> [WORK TO DO]
a. From the forum thread about an astronaut breaking free, list every way of moving that the opening post suggests a detached astronaut might end up doing.
b. Pick up the forum thread about an astronaut breaking free and write on from its last sentence.

Naked Science Forum

Non Life Sciences => Physics, Astronomy & Cosmology => Topic started by: annie123 on 24/05/2011 17:32:45

Title: ?what would happen to an astronaut who broke free ?
Post by: annie123 on 24/05/2011 17:32:45
What would happen if an astronaut on a space walk got disconnected from the  base? WOuld he/she float away? die from suffocation/freezing once the suit supplies weren't working? Where would the bodily remains end up? Would he fall down/up/float around, be reachable for reacapture?
Title: ?what would happen to an astronaut who broke free ?
Post by: Phractality on 24/05/2011 21:45:35
Consider the infamous tool bag (http://en.wikipedia.org/wiki/STS-126#18_November_.28Flight_day_5.29). It burned up in the atmosphere about nine months  (http://www.space.com/8831-losing-tools-cosmonauts-complete-spacewalk.html) after being released from the ISS. That's because a smaller object has a higher drag to mass ratio, and its orbit decays more rapidly. With each orbit, it moved farther ahead of the ISS. (Orbital mechanics are such that, if you slow down, you speed up.)

> [DATA SHOWN]

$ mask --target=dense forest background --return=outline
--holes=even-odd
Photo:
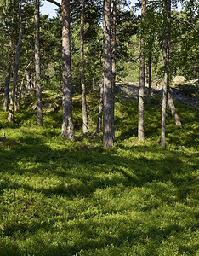
[[[198,255],[198,1],[48,1],[0,0],[0,255]]]
[[[105,68],[108,70],[108,61],[105,64],[106,55],[110,56],[109,61],[111,62],[110,68],[112,70],[110,69],[108,72],[111,76],[110,83],[112,83],[113,90],[116,88],[116,82],[138,83],[139,85],[138,125],[139,139],[144,139],[144,102],[147,102],[149,105],[151,84],[155,88],[163,88],[161,143],[165,146],[164,95],[168,94],[168,104],[174,122],[183,126],[173,105],[169,87],[176,76],[183,76],[184,82],[191,80],[195,85],[198,83],[198,3],[179,1],[181,10],[177,11],[175,9],[178,1],[149,1],[147,3],[142,1],[134,6],[128,1],[117,3],[113,1],[111,5],[110,1],[107,3],[109,14],[105,20],[105,2],[104,5],[102,1],[70,1],[70,3],[63,1],[61,3],[56,1],[48,2],[55,3],[58,8],[57,15],[49,18],[48,15],[39,15],[38,12],[37,32],[34,1],[2,1],[0,86],[1,91],[4,91],[4,110],[9,109],[9,90],[12,90],[10,104],[14,104],[9,113],[17,110],[23,97],[35,90],[37,123],[42,125],[42,90],[50,90],[57,95],[57,97],[61,97],[63,91],[69,90],[69,93],[65,96],[71,98],[72,94],[82,90],[83,132],[88,132],[86,92],[98,90],[101,84],[103,88],[109,87],[108,80],[105,82],[106,79]],[[65,9],[66,10],[69,3],[71,10],[68,14],[67,11],[64,14],[63,10]],[[38,11],[39,4],[38,3]],[[140,8],[142,8],[141,15],[136,15],[136,11]],[[71,20],[69,22],[67,15]],[[66,23],[64,25],[63,20],[66,20],[68,25]],[[105,22],[109,23],[103,26]],[[69,38],[68,39],[65,38],[68,41],[64,41],[64,26],[65,31],[68,29],[66,26],[70,26]],[[107,31],[105,28],[107,28]],[[36,36],[37,34],[38,36]],[[105,38],[108,38],[109,35],[109,42],[106,43],[108,39]],[[36,40],[38,40],[38,43],[36,43]],[[37,49],[36,49],[37,44]],[[63,45],[69,45],[68,49],[65,48],[65,52],[70,50],[68,60],[63,59],[65,48]],[[63,80],[64,63],[65,69],[69,68],[65,70],[67,73],[65,78],[68,78],[65,81]],[[64,85],[65,90],[63,88],[63,83],[65,84]],[[71,89],[69,89],[70,86]],[[148,88],[146,97],[144,92],[145,86]],[[106,89],[103,88],[101,90],[106,91]],[[108,139],[109,146],[105,146],[104,132],[105,148],[111,147],[113,142],[111,141],[113,141],[114,137],[114,117],[111,117],[114,112],[111,110],[114,109],[114,102],[110,103],[112,107],[106,108],[111,102],[111,94],[108,96],[107,92],[106,96],[105,92],[101,96],[104,101],[104,126],[106,127],[107,122],[113,123],[107,125],[112,126],[110,131],[112,134],[111,138],[110,137]],[[72,127],[72,102],[69,98],[66,102],[70,102],[68,104],[71,106],[67,105],[66,102],[63,102],[63,106],[65,105],[65,108],[63,108],[63,124],[65,119],[68,119],[67,122],[71,122]],[[65,108],[67,108],[68,112]],[[13,118],[9,116],[9,119]],[[111,121],[108,121],[109,119]],[[65,124],[62,125],[62,135],[73,139],[73,135],[69,136],[64,131],[64,125],[68,125]],[[71,127],[71,133],[74,133]]]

> [OUTPUTS BY TASK]
a. Floating away; falling down; falling up; floating around

b.
With quick action, it might have been possible to retrieve the bag. I don't know if NASA has thought of it yet, but (with good aim) a spring-loaded fishing reel with grappling hooks on the end could retrieve objects up to a few hundred meters away.

An astronaut with jet pack could travel several kilometers from the ship. For safety, fishing line would serve as a tether. The tether is only a redundant safety feature, so it needn't be very strong; as long as there is no sudden jerk, 10-pound test line would be adequate.

NASA space suits  (http://spaceflight.nasa.gov/shuttle/reference/faq/eva.html) carry enough oxygen to last 6 to 8½ hours (when combined with a CO₂scrubber). If the oxygen runs out, the astronaut will suffocate. If the suit leaks, he soon will be freeze dried.
Title: ?what would happen to an astronaut who broke free ?
Post by: CliffordK on 26/05/2011 04:05:51
Certainly if the astronaut is deemed to be alive, then the responsible space agency would make all effort to swing by and pick the person up.  The space shuttle has quite a bit of maneuvering capabilities, and I believe even the International Space Station would have some maneuvering capabilities too.

Oddly, I don't think they've designed the ISS to have a ship docked there at all times for short hops such as satellite adjustments and repairs, or emergency descents to Earth.

The tool bag is a good point...
If I was the astronaut lost in space, I'd be thinking of all possible methods to get back, including chucking any tools I had in my possession into space in the direction opposite to where I wanted to travel.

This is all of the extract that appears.